◆ **PROBLEMS AND TASKS**
1 – According to the text on separation anxiety training for dogs, which children's story does this training truly reflect?
2 – For each statement, answer yes or no according to the text on separation anxiety training for dogs, and quote the words that decide it.
(a) A stand-alone camera is the most convenient way to watch your dog.
(b) The cost of these cameras has gone up over the past few years.
(c) Watching your dog in real time requires a large investment in equipment.
3 – In the text on separation anxiety training for dogs, copy the part between "Now it is a" and "and the Hare.", inclusive.
═══ DOCUMENT EXCERPT
Now it is a little more complex than this, but that is the gist. If we push the dog too quickly, your dog may be white-knuckling it through the exercise. While the dog didn’t bark or scratch at the door, they were not relaxed. When you leave next time, the dog’s anxiety may return. This response happens because the dog is ‘sensitizing’ to you leaving. This is the opposite of what we are trying to achieve through the desensitization training plan. So while you may think staying out longer because your dog is doing so well is so tempting, this is where the trainer in me asks you to trust the plan, trust the process and trust me. As tempting as it is to stay out longer, you will get to your goal way faster if you slow down to your dog’s speed. Separation anxiety training truly reflects the children’s story, The Tortoise and the Hare.

6) Not watching your dog on camera
In #5, we talked about working at your dog’s pace and its importance. But how do you know how comfortable your dog is. Standing outside the door waiting to hear if your dog begins to bark won’t cut it. Dogs communicate through their body language, so by the time you hear your dog barking, they have likely given you many other signs that they are becoming anxious. Through training, you become so clued into your dog’s body language you can intercept sooner if you notice your dog is becoming anxious. But here’s the kicker, you have to be able to see your dog in real-time to make this call, and you can only do this if you watch them on camera. Watching later on a recording or standing outside the door listening is like watching the horse bold away after the barn door is closed. It’s too little too late. Watching real-time on a camera is a big differentiator in being successful. Watching real-time doesn’t have to be a big deal or require a significant investment in equipment. You can use phones and laptops (as long as they have a camera) connected to a zoom or skype call. A stand-alone camera is the best way to go for the ultimate convenience. Eliminating the aggravation of setup before training and the convenience of watching real-time on an app on your phone means training is easy to do when it is convenient for you. The cost of these cameras has come down substantially over the past few years, making them much more attainable.
══════
═══ DATA PROVIDED
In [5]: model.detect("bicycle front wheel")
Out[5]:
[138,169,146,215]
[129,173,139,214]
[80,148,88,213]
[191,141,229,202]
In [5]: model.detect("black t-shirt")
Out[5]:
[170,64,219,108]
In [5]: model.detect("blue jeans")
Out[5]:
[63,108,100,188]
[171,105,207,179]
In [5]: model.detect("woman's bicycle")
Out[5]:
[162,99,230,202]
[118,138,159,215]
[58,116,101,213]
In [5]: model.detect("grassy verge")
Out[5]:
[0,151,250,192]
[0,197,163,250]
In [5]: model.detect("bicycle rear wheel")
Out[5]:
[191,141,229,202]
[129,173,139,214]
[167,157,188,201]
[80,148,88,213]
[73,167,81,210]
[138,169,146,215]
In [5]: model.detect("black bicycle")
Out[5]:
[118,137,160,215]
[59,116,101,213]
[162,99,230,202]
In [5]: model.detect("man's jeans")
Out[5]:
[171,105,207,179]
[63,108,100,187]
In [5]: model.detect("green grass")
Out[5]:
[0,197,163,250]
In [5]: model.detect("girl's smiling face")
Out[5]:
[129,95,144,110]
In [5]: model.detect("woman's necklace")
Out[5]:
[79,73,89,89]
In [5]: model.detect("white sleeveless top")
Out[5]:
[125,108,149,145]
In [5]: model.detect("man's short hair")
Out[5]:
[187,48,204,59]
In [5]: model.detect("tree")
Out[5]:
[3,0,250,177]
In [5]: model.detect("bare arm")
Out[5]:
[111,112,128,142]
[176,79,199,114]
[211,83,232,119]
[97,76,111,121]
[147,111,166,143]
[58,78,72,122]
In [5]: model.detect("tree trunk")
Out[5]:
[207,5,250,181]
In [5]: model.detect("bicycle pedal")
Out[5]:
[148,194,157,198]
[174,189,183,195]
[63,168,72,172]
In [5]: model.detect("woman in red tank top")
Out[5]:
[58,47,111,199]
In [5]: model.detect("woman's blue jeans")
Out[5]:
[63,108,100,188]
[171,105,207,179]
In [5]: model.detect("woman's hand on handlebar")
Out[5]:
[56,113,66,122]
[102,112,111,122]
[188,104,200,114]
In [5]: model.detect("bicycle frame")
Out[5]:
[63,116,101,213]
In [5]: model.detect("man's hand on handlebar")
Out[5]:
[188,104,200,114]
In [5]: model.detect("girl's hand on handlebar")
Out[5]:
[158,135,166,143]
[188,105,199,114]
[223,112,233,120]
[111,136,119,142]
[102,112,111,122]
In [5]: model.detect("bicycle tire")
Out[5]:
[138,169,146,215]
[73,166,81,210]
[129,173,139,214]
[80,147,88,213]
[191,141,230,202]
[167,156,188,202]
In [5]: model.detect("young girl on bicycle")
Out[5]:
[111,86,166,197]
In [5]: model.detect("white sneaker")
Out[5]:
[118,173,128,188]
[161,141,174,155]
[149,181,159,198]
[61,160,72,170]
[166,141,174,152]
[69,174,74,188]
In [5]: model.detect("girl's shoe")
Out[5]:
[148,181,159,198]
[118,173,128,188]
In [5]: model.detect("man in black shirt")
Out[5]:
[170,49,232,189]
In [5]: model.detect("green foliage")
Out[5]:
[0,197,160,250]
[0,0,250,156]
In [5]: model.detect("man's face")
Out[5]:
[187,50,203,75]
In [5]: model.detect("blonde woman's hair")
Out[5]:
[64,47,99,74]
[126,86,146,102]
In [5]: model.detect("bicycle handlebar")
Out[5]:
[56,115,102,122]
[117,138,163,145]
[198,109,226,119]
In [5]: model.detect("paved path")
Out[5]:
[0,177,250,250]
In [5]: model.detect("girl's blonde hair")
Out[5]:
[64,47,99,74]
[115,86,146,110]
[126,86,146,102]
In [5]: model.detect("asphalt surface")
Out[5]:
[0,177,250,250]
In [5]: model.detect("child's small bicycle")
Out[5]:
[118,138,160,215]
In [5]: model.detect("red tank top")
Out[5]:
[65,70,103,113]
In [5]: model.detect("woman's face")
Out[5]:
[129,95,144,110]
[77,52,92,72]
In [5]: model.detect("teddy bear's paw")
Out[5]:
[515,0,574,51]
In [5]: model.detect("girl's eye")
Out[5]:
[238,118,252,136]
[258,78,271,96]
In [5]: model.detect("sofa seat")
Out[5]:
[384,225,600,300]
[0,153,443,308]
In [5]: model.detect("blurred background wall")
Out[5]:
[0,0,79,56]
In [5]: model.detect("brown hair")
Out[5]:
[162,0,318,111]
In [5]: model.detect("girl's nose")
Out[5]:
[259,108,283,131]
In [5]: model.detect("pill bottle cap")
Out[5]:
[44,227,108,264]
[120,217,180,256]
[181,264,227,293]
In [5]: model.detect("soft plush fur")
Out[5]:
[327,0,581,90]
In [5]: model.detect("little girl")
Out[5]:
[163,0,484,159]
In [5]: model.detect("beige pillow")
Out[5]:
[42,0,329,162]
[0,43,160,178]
══════
◆ **ANSWERS BY ITEM NUMBER**
1 – The Tortoise and the Hare.

2 –
(a) Yes: "A stand-alone camera is the best way to go for the ultimate convenience."
(b) No: "The cost of these cameras has come down substantially over the past few years"
(c) No: "Watching real-time doesn’t have to be a big deal or require a significant investment in equipment."

3 –
Now it is a little more complex than this, but that is the gist. If we push the dog too quickly, your dog may be white-knuckling it through the exercise. While the dog didn’t bark or scratch at the door, they were not relaxed. When you leave next time, the dog’s anxiety may return. This response happens because the dog is ‘sensitizing’ to you leaving. This is the opposite of what we are trying to achieve through the desensitization training plan. So while you may think staying out longer because your dog is doing so well is so tempting, this is where the trainer in me asks you to trust the plan, trust the process and trust me. As tempting as it is to stay out longer, you will get to your goal way faster if you slow down to your dog’s speed. Separation anxiety training truly reflects the children’s story, The Tortoise and the Hare.